Minimierung oder Veränderung von Noceboeffekten

Noceboeffekte haben einen großen Einfluss auf die klinische Praxis, weil sie die Wirksamkeit von Behandlungen beeinträchtigen und unerwünschte Nebenwirkungen auslösen oder verschlimmern können. Vor allem in der Arzt-Patient-Kommunikation hinsichtlich Nebenwirkungen liegt ein Auslöser von Noceboeffekten. Informationen über Nebenwirkungen sowie andere Informationen, die für die Entscheidungsfindung beim Patienten relevant sind, sollten natürlich niemals zurückgehalten werden. Die Art und Weise, in der diese Information kommuniziert wird, hat jedoch das Potenzial, nachteilige Erwartungen und somit Noceboeffekte auszulösen. So zeigt eine Studie zur Grippeimpfung, dass Patienten weniger Nebenwirkungen meldeten, wenn sie über die Anzahl der Personen, die die Impfung gut verträgt, informiert wurden [17].

* [Auszüge der Auflistung]
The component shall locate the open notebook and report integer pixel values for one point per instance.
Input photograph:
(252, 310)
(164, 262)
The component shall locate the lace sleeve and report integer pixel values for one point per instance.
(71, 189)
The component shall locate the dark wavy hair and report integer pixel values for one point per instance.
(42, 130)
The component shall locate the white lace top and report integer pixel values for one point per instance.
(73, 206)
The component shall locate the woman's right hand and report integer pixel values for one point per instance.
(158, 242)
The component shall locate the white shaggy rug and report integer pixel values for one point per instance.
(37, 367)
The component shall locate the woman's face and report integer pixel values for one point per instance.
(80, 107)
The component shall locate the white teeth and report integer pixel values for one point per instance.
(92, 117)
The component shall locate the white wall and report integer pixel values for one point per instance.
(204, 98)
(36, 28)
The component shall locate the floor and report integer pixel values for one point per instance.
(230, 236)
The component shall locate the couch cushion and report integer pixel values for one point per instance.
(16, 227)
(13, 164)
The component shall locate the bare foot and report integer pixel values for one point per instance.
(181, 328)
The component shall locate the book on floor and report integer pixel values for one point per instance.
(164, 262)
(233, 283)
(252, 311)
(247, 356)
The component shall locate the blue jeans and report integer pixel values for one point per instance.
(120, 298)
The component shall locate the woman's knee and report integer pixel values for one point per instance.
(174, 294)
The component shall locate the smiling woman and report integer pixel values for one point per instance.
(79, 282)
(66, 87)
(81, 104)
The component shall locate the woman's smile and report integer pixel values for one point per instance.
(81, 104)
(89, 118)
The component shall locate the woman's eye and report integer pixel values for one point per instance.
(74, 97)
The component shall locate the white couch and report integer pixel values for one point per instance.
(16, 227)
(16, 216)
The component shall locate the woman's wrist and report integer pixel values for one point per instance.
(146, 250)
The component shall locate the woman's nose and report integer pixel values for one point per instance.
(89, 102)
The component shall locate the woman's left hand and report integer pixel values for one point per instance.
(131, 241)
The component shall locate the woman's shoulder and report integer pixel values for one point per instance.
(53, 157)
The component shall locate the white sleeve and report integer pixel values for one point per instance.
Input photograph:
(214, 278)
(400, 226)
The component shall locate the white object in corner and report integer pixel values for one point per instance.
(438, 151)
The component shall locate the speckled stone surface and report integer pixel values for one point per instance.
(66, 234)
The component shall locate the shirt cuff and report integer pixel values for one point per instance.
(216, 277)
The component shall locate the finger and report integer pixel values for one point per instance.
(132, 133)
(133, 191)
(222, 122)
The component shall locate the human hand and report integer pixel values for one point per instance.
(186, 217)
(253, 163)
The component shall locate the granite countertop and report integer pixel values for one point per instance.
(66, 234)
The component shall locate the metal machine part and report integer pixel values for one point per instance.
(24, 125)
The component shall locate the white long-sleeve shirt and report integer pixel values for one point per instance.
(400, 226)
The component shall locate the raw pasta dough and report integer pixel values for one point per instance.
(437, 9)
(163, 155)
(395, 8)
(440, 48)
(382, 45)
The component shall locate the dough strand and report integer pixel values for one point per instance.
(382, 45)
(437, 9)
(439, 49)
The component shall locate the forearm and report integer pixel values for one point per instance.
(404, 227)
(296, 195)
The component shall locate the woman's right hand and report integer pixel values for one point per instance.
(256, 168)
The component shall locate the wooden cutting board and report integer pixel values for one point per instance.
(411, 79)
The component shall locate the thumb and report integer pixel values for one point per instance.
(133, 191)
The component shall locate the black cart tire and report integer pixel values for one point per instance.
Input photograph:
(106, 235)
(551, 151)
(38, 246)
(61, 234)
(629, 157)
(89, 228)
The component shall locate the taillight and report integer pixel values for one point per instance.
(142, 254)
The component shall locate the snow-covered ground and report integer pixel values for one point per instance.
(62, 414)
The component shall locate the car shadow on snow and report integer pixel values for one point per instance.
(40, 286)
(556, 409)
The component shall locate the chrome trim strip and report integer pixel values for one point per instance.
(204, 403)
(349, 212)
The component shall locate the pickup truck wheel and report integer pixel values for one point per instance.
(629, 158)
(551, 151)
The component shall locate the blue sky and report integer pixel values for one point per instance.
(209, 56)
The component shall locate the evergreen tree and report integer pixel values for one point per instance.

* [Aufgabenstellung]
1) Unter welcher Bedingung meldeten Patienten laut dem Textauszug über Noceboeffekte in der Studie zur Grippeimpfung weniger Nebenwirkungen?
2) Führe den Textauszug über Noceboeffekte im Anschluss an seinen letzten Satz fort.
Die Auflistung ist eigenständiges Material und gehört nicht zum Textauszug über Noceboeffekte.

* [Antworten je Aufgabe]
1) Wenn sie über die Anzahl der Personen informiert wurden, die die Impfung gut verträgt.

2)
Andere Vorschläge zur Reduktion von Noceboeffekten sind das Anbieten von Informationen über die Häufigkeit von Nebenwirkungen in Prozenten anstelle von Frequenzanagaben und das Betonen der Fähigkeiten von Patienten, evtl. milde Nebenwirkungen verkraften zu können [9]. Des Weiteren haben experimentelle Studien gezeigt, dass positive verbale Informationen Noceboeffekte minimieren können. Die bisher einzige Studie auf diesem Gebiet, in der Pruritus untersucht wurde, bietet eine vorläufige Unterbauung der These, dass die Induktion positiver Erwartungen durch Konditionierung und verbale Suggestionen vorherige Noceboeffekte ausschalten kann [5].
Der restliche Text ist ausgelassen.